## BEGIN Material shown

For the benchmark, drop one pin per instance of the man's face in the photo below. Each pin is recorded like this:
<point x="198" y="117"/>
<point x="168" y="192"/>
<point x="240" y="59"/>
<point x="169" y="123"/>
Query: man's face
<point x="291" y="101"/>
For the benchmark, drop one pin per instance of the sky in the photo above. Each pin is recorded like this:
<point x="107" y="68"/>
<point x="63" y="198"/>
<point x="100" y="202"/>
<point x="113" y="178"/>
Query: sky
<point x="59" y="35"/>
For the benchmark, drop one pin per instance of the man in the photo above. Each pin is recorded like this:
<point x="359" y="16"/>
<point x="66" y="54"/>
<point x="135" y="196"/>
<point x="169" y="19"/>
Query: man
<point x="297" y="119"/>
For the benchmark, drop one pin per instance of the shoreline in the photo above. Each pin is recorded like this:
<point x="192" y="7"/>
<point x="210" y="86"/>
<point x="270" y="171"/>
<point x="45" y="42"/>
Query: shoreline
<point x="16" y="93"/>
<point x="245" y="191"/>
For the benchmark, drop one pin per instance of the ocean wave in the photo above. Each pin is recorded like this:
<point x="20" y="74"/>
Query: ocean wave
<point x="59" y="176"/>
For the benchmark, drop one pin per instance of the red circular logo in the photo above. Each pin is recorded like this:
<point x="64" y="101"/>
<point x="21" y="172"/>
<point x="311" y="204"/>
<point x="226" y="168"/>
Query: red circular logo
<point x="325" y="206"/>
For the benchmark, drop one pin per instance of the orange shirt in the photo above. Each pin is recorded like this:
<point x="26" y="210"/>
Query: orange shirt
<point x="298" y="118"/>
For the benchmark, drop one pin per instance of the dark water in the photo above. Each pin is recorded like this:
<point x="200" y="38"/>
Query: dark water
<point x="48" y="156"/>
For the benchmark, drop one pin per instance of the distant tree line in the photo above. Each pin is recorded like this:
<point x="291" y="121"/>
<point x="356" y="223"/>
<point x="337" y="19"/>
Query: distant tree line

## END Material shown

Please write out the data again, starting at the line that contains "For the benchmark, drop one pin per instance of the dark" and stopping after the last line of the data, with every line kept in place. Shift each answer coordinate up by 19, and leave the sample points that show the format unchanged.

**Full response**
For the benchmark, drop one pin per instance of the dark water in the photo above. Each pin is recorded like this:
<point x="200" y="38"/>
Query: dark water
<point x="67" y="175"/>
For the benchmark, drop one pin per instance of the distant tree line in the photo above. Each pin is recorded like this:
<point x="291" y="121"/>
<point x="356" y="223"/>
<point x="337" y="19"/>
Query: distant tree line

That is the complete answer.